» EXERCISE DESCRIPTION:
Rewrite the records with every "photo" switched to "image" and everything else left unchanged. Omit the pictures from your answer.

[Image location labeling entries]
◇ ◇ ◇
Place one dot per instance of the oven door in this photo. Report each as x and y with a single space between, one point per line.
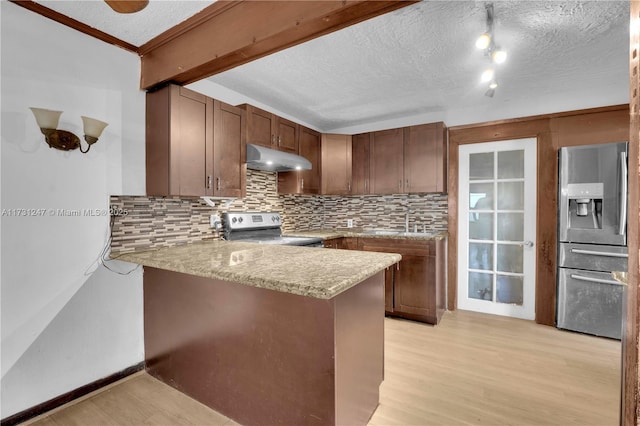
590 302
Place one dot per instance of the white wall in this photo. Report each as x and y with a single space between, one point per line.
66 320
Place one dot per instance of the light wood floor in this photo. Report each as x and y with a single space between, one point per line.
472 369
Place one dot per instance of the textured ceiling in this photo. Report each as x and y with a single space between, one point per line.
419 62
422 60
134 28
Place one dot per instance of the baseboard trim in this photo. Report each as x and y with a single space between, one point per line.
56 402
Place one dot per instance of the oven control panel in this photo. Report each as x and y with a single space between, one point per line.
◇ ◇ ◇
» FINAL ANSWER:
Place one dot per instance of the oven door in this image. Report each as x and y with a single space between, one point per line.
590 302
Place one dot per instance of the white wall in this image. Report each as x and y with a single space between, one point per line.
66 320
Place one dot per instance of the light wood floor in this image. Report each as x and y with a single space between, one point per line.
472 369
Place one dot per instance of the textured ceiling in this image. Report each as x and y with a single space between, one point per line.
419 62
422 60
134 28
Place one dot per instance of the baseboard trim in this image. Report each as x and y with a single space between, one point per line.
56 402
Place one dot per instance of the oven control panel in this image. Report each as x and y with a single space between, one point per line.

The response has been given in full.